Written instruction 1 ->
Change "vegetation" to "grass" in the stretch of the entries from the line containing "Look at the photo above. For each instance of the dry" through their last line. Give that stretch back with nothing else altered.

Extracted text ->
....

The discography of American rapper Foxy Brown contains three studio albums, one collaborative album, one mixtape, and 16 singles. Brown made her solo debut as a feature on "I Shot Ya" in 1995. Her debut album Ill Na Na released November 19, 1996, became the first female rap album to chart in the Top 10 of Billboard 200 and certified Platinum within three months of its release. Ill Na Na charted in the U.S, Canada, United Kingdom, Switzerland, Germany, France, and the Netherlands. She continued her success with The Firm: The Album in 1997 a collaborative album uniting Nas, Az, and Brown. It became her first #1 album on Billboard 200 and was certified Gold in Canada carrying on her international success. In 1998 she released her first single to her 2nd solo studio album Chyna Doll with "Hot Spot". In January 1999 she released Chyna Doll which became the first solo female rap album to debut at #1 on Billboard 200 landing a spot in the Guinness World Records of 1999. It was certified Platinum within two months by RIAA and became her highest charting album around the world. In July 2001 she released her long awaited third solo studio album Broken Silence which was certified Gold by RIAA. Two years later, "Na Na Be Like" despite being a non single from Broken Silence, became a Grammy nominated song for Best Female Rap Solo Performance. Her albums Ill Na Na 2: The Fever set to release in 2003 and Black Roses set to release in 2005 were shelved. In 2007 she was sentenced to prison in Rikers Island. During this time her mixtape Brooklyn's Don Diva was released.

....

Provided data ->
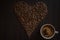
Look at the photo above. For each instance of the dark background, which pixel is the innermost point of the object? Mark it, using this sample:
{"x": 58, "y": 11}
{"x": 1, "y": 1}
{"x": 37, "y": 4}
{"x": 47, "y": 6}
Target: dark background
{"x": 10, "y": 26}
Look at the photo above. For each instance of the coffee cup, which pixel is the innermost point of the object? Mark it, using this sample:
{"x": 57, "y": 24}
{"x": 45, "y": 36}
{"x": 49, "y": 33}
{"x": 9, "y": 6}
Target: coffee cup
{"x": 48, "y": 31}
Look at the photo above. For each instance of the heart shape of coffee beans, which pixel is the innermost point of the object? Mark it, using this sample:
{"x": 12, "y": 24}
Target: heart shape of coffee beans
{"x": 30, "y": 15}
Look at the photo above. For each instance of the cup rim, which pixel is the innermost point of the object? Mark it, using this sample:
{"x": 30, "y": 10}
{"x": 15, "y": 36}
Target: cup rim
{"x": 43, "y": 35}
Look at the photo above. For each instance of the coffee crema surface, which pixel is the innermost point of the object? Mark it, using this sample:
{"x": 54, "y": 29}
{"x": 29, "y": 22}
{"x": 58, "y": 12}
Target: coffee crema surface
{"x": 30, "y": 15}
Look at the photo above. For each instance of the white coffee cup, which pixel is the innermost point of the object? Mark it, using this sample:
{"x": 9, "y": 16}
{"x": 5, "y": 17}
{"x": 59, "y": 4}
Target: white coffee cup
{"x": 49, "y": 31}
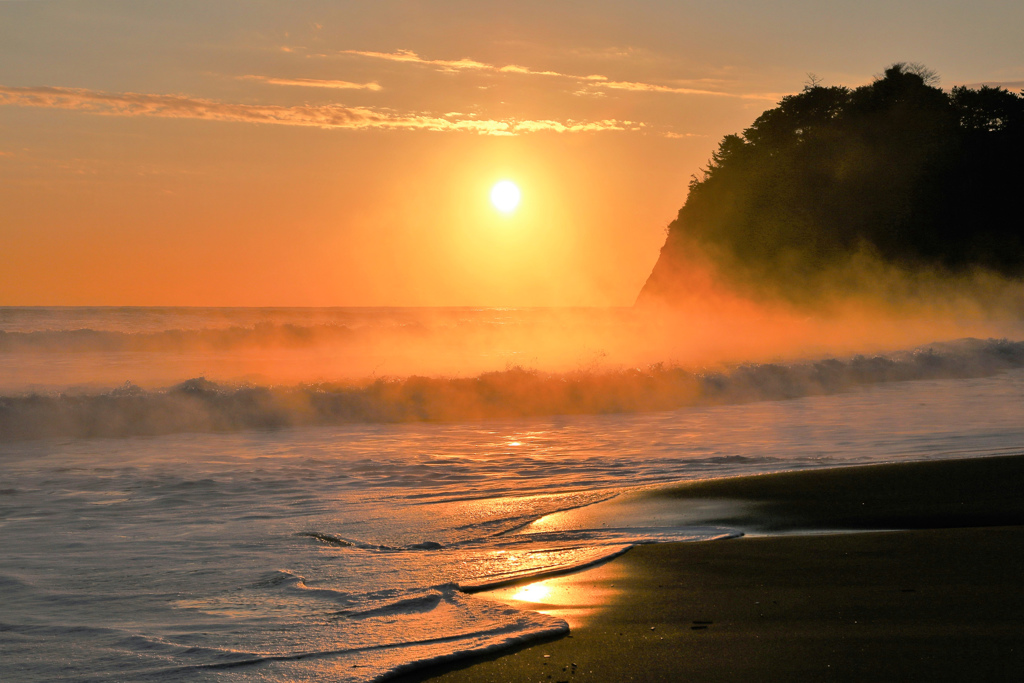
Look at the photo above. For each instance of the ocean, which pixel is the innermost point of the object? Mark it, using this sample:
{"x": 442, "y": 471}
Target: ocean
{"x": 293, "y": 495}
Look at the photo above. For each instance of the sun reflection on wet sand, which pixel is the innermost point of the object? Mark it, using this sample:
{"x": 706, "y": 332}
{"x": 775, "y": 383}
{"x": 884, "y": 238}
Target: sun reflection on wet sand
{"x": 576, "y": 597}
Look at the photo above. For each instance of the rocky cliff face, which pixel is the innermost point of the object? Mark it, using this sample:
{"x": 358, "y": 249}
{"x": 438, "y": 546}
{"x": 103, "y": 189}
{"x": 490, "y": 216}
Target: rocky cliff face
{"x": 835, "y": 187}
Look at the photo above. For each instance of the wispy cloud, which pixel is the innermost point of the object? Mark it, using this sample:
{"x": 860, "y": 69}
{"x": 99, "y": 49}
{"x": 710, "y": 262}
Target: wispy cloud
{"x": 594, "y": 81}
{"x": 326, "y": 116}
{"x": 313, "y": 83}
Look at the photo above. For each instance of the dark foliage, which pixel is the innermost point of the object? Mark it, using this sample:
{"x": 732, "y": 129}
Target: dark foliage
{"x": 898, "y": 170}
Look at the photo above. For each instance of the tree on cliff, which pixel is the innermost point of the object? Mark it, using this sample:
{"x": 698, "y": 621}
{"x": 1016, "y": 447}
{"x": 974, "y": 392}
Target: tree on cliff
{"x": 898, "y": 171}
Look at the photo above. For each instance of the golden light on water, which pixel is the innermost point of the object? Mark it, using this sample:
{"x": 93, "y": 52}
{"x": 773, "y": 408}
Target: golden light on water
{"x": 505, "y": 196}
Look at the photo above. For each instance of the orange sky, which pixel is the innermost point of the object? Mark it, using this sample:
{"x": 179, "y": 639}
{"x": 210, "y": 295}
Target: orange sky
{"x": 341, "y": 153}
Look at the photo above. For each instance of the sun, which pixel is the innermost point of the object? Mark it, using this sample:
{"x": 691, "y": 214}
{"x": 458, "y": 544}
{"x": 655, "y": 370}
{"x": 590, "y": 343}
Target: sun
{"x": 505, "y": 196}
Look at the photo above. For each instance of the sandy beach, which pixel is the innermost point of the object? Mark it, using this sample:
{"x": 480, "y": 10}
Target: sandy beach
{"x": 889, "y": 572}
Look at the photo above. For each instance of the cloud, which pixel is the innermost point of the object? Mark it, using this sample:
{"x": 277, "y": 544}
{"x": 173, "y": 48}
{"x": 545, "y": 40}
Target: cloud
{"x": 313, "y": 83}
{"x": 595, "y": 81}
{"x": 325, "y": 116}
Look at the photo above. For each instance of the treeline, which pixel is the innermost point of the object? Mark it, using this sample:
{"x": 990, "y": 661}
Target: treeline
{"x": 898, "y": 172}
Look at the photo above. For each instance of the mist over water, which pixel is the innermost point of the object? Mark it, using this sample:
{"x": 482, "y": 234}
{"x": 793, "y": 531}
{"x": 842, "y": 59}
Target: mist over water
{"x": 162, "y": 371}
{"x": 242, "y": 511}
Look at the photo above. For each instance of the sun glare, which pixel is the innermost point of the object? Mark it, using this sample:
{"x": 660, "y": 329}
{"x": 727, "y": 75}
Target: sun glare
{"x": 505, "y": 196}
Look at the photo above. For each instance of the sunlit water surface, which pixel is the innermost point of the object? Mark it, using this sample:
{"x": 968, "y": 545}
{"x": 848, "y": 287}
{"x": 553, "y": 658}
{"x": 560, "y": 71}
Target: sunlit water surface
{"x": 335, "y": 553}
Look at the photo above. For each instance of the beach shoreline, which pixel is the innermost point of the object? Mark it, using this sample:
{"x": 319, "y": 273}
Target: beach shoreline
{"x": 938, "y": 599}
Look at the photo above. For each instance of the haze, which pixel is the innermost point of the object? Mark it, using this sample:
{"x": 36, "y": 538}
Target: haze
{"x": 308, "y": 154}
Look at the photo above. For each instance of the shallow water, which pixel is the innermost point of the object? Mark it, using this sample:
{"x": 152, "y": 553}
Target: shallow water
{"x": 336, "y": 553}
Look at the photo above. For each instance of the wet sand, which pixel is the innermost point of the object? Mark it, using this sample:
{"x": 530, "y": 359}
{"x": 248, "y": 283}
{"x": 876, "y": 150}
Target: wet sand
{"x": 941, "y": 601}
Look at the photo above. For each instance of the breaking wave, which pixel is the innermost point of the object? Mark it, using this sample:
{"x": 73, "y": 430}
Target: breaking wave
{"x": 202, "y": 406}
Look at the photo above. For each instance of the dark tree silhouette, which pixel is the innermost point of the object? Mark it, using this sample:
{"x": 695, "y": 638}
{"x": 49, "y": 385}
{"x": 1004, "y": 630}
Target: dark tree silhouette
{"x": 897, "y": 170}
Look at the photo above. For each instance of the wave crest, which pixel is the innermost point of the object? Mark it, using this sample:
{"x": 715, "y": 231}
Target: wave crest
{"x": 199, "y": 404}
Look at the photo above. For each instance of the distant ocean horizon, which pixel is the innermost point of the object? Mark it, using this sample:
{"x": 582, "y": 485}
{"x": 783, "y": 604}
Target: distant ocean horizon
{"x": 299, "y": 495}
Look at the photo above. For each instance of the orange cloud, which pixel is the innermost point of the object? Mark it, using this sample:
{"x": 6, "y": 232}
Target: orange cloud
{"x": 324, "y": 116}
{"x": 313, "y": 83}
{"x": 595, "y": 81}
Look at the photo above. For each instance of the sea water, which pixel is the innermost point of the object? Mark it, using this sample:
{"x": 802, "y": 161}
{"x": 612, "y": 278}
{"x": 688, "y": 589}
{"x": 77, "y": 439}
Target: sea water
{"x": 350, "y": 552}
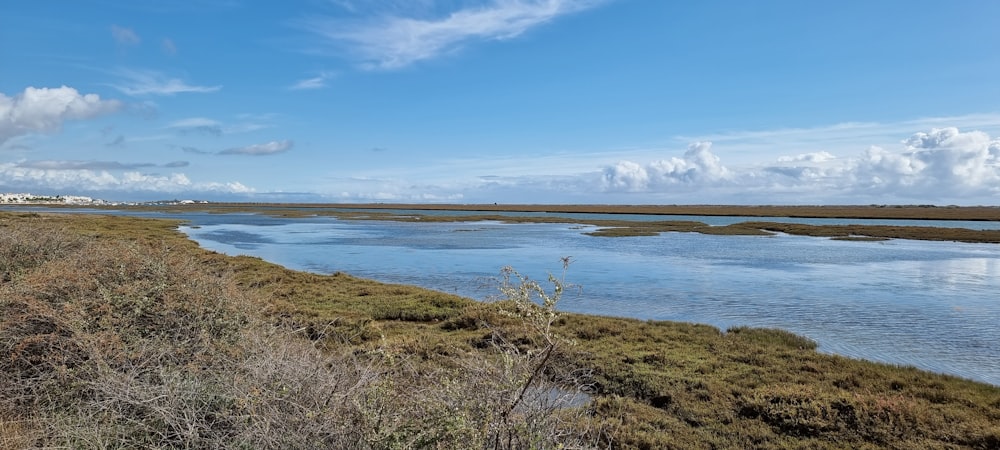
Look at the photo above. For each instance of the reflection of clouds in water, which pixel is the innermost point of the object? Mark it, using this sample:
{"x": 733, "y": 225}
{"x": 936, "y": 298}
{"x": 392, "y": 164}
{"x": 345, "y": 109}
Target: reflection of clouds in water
{"x": 929, "y": 304}
{"x": 961, "y": 272}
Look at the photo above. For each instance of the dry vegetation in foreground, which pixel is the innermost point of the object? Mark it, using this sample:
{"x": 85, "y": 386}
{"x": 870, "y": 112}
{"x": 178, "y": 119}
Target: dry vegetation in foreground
{"x": 120, "y": 333}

....

Written instruction 2 ->
Answer these questions from the Foxy Brown discography text:
(a) On what date was Ill Na Na released?
(b) Which song was nominated for a Grammy, and in what category?
(c) Where was Brown sentenced to prison in 2007?

Full answer 1 ->
Look at the photo above. For each instance of the dry grass in foreground, which pixel is the innermost point of the object? Mark it, using this sample:
{"x": 85, "y": 386}
{"x": 870, "y": 112}
{"x": 178, "y": 119}
Target: dry grass in foreground
{"x": 120, "y": 333}

Full answer 2 ->
(a) November 19, 1996
(b) "Na Na Be Like," for Best Female Rap Solo Performance
(c) Rikers Island